*Görev*. Sayfa metnine göre bir insan doğru düşünme yöntemini ancak neyle öğrenir?

*Sayfa Metni*.
Sevgili Z*,
Öncelikle, böylesi
önemli sorular sorduğun için seni tebrik etmeliyim. Açıkça söylemem gerekirse
sorulardaki derinlik şaşırttı beni. Bunun yanında, eninde sonunda sorulması
gereken sorular oldukları için memnun da oldum. Gençlerin gündelik heyecanlar
peşinde sürüklenip, banal uğraşlar uğruna tüm vakitlerini harcamaları kadar
hiçbir şey beni daha fazla üzmüyor. Bir yandan, onların gençliklerine,
damarlarında kaynayan kanlarına saygı duyuyorum. Boşuna dememiş eskiler “delikanlı”
diye, çılgınca şeyler yapacak ki hayatı anlasın, risk alacak ki aldığı
risklerin sonuçlarını öğrenebilsin. Bir de düşünecek tabii, sorgulayacak,
yanıtla tatmin olmadığı sürece yeni kanıtlar arayacak. Matematik ve bilim eğitimi
bu yüzden çok önemli genç zihinler için. Çünkü ancak bilimle ve matematikle bir
insan doğru düşünme yöntemini öğrenir. Bulduğu yöntemlerle keşfettiği yeni
dünyaları sınar, akıl ve mantık süzgecinden geçirir. Kolay kolay ikna
olmamalıdır genç bir zihin, kolay kolay inanmamalıdır kendisine söylenene.

*Kaynaktan Alıntı*.

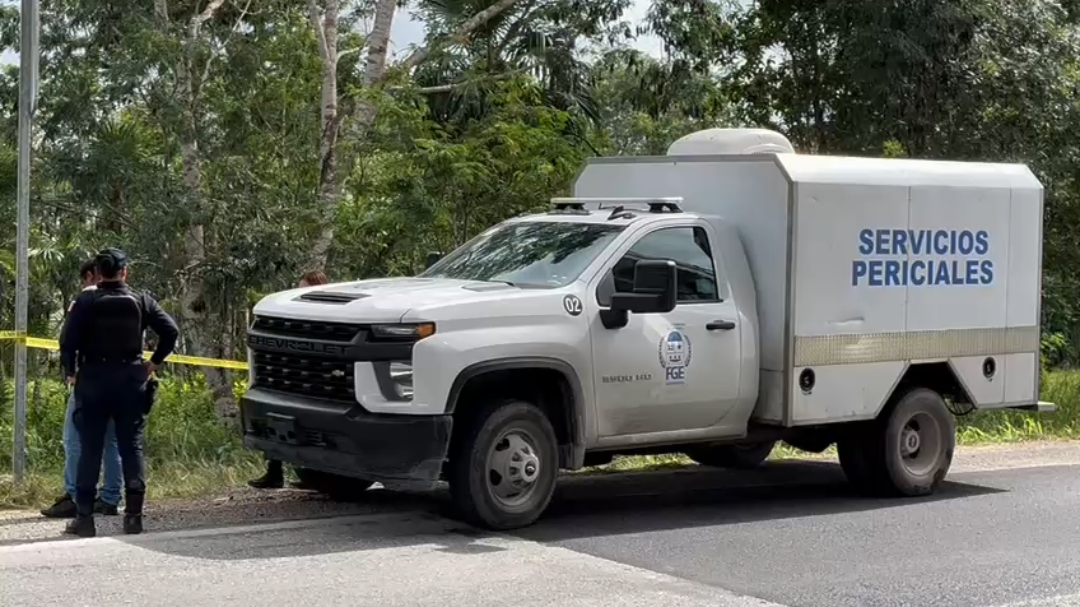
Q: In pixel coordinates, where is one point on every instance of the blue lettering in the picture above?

*Çözümlü Yanıt*. Ancak bilimle ve matematikle öğrenir.